Alıntı metin>
((

Taksim'in akılda kalan iki siyasi kahramanı var.
Biri Ertuğrul Günay…
Öteki Sırrı Süreyya Önder...
Diğerleri fasa/fiso…
Eski Bakan Günay, başta sosyal medya olmak üzere bulabildiği her kanaldan Taksim'deki direnişe omuz verdi. TBMM'de 326 sandalyeyi işgal eden AKP, Günay dışında AVM partisi gibiydi.
Erdoğan'ın mutlak otoritesi önünde hepsinin boynu kıldan da inceldi.
Koca koca bakanların, haşmetli vekillerin boyunları ipinceydi.
Taksim'deki ağaçları kesip yerine AVM yapmakta kararlı olan iradenin tazyikli suyla, tüpler dolusu, tonlarca biber gazıyla dağıttığı kalabalığa her geçen dakika yenileri eklendi.
İlk kez ülkücülerle solcular aynı TOMA'yı durdurmaya çalıştı.
Belki de ilk kez bir BDP'li (Sırrı Süreyya) MHP'lilerce ayakta alkışlandı.
Kepçelerin önündeki yürekli duruşu yeterliydi bunun için…
Ama Taksim'e salça olup üzerinden siyaset yapmaya çalışanlar hemen fark edildi.
Ama fark edilen başka bir şey daha vardı. O da AKP'nin oy tabanının da mutlak şiddette karşı ayağa kalktığıydı. Muhafazakar basından onlarca kalem günlerdir Erdoğan'ı ve AKP yöneticilerine 'El-insaf' çağrısı yapıyor.
Ama pek çoğu kayıp… Güvendiğimiz dağlara yine kar yağdırdılar.
Sahi Abdullah Gül neredeydi günlerdir?
Hani şu T.C Cumhurbaşkanı sıfatı taşıyan… Son dönemde 'öteki yüzde 50'ye göz kırpan ve de Reyhanlı'ya patlamadan 7 gün sonra ama Erdoğan'dan 7 gün önce giden…'
Hani 29 Ekim'de Atasına yürümek isteyen kalabalığın önündeki barikatı kaldıran…
Sık sık azınlık haklarına vurgu yapan, demokrasi nutku atan…
Twitter'a baktım. 9 Mayıs'tan beri ağzını bıçak açmamış haşmetmeaplarının…
Mutlak Erdoğan iradesine karşı ülkenin 1 no'lu koltuğunda oturan biri gibi davranamadı. Temsili bir kral kadar ezikti bu kez. İstanbul Valisi'ne talimat veremedi bari tek bir Tweet atsa kafiydi aslında. Maalesef onu da yapmadı.

))

Verilen malzeme>
((

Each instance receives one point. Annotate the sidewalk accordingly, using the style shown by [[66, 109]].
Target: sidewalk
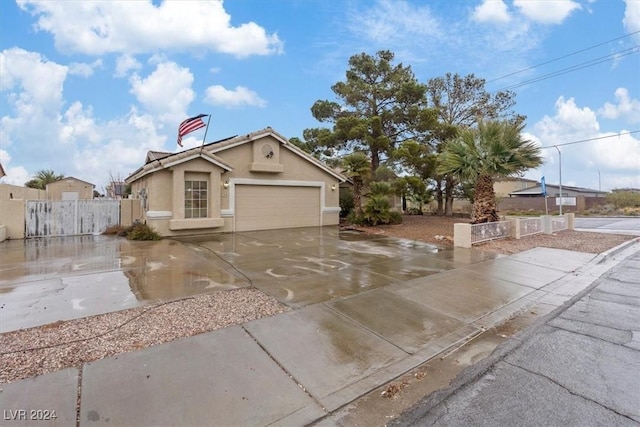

))

Kısa görev A> Alıntı metne göre AKP, TBMM'de kaç sandalyeyi elinde tutuyor?
Kısa görev B> Alıntı metinde adıyla anılan bütün kişileri sıralayın.
Kısa görev C> Alıntı metin, Sırrı Süreyya'nın MHP'lilerce ayakta alkışlanmasının sebebini nasıl açıklıyor?
Satırların bu işte hiçbir rolü yok.

Görev çözümü A> 326 sandalyeyi.

Görev çözümü B> Ertuğrul Günay, Sırrı Süreyya Önder, Erdoğan, Abdullah Gül

Görev çözümü C> Metne göre bunun için Sırrı Süreyya'nın kepçelerin önündeki yürekli duruşu yeterli olmuştur.